Short task →
Repeat every line of the material, character for character.

Data →

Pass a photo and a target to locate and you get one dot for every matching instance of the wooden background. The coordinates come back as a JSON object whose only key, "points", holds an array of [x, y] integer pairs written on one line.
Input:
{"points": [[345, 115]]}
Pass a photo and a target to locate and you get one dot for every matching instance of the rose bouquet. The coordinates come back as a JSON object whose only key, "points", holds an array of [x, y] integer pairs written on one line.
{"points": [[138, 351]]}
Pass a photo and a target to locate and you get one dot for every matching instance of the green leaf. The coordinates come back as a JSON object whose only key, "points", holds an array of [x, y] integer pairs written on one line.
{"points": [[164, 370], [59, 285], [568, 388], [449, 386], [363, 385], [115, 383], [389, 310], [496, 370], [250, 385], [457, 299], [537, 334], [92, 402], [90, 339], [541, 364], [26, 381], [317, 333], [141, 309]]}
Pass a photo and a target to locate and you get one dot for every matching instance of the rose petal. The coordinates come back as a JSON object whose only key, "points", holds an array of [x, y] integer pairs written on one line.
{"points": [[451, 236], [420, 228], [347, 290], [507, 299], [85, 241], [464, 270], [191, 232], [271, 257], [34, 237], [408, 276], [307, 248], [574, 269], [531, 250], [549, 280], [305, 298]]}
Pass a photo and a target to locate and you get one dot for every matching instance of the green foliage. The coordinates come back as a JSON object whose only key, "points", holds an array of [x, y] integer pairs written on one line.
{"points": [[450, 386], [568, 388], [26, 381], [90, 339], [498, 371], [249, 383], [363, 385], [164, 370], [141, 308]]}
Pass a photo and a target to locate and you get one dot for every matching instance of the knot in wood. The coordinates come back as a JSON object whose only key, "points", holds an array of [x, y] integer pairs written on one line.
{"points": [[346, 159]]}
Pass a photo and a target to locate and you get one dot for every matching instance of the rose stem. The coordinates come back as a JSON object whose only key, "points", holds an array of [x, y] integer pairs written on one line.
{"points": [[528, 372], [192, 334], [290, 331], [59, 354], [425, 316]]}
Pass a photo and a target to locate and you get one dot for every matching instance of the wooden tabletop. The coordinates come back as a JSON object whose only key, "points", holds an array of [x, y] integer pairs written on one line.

Response for this exercise →
Pass a photo and a target to locate and you get one dot for every matching instance of the wooden background. The coordinates come back as a JSON object whose only key, "points", holds an array of [x, y] integer pairs written on one line.
Input:
{"points": [[345, 115]]}
Pass a photo and a target to locate and you get one dot for every matching instance of the rose bouquet. The coordinates come back as a JSON object whose only key, "points", holds an array of [x, y] integer pairs written on one line.
{"points": [[138, 351]]}
Pass a photo and a target to locate and you get one dot for every matching instance of the green leaf. The coordinates come back as a JSON object whose only key, "points", holds an array of [x, y] integer pairs written on one line.
{"points": [[164, 370], [59, 285], [568, 388], [449, 386], [363, 385], [115, 383], [389, 310], [496, 370], [250, 385], [457, 299], [537, 334], [92, 402], [90, 339], [541, 364], [26, 381], [317, 333], [141, 309]]}
Pass a photo and a target to locate and you get one dot for every matching instance of the rose petal. The coordinates come back as a JSON object whose only key, "points", holds an array of [x, y] integer pairs written on one line.
{"points": [[451, 236], [420, 228], [347, 290], [507, 299], [85, 241], [464, 270], [191, 232], [271, 257], [34, 237], [408, 276], [307, 248], [574, 269], [531, 250], [549, 280], [305, 298]]}
Pass a photo and a target to locate and you get one dot for every matching instance of the green foliage. The coordinates come back as a JSON object whose only key, "points", holds an array of [x, y] integer pairs written on one line.
{"points": [[450, 386], [568, 388], [26, 381], [90, 339], [498, 371], [249, 383], [363, 385], [164, 370], [141, 308]]}
Pass a photo and a target to locate and you get one dot for every matching instance of the knot in wood. The coordinates come back as a JSON object whose only key, "points", holds an array of [x, y] integer pairs written on one line.
{"points": [[346, 159]]}
Pass a photo and a target to locate and you get one dot for every matching instance of the rose stem. The coordinates come back as a JSON object whose only key, "points", holds an array of [x, y] integer pairs written on one line.
{"points": [[528, 372], [192, 334], [290, 331], [59, 354], [425, 316]]}
Pass a photo and a target to locate and you get one dot for every matching instance of the wooden tabletop. The coordinates come back as a JSON object whose only key, "points", holds an array of [x, y] integer pairs written on one line.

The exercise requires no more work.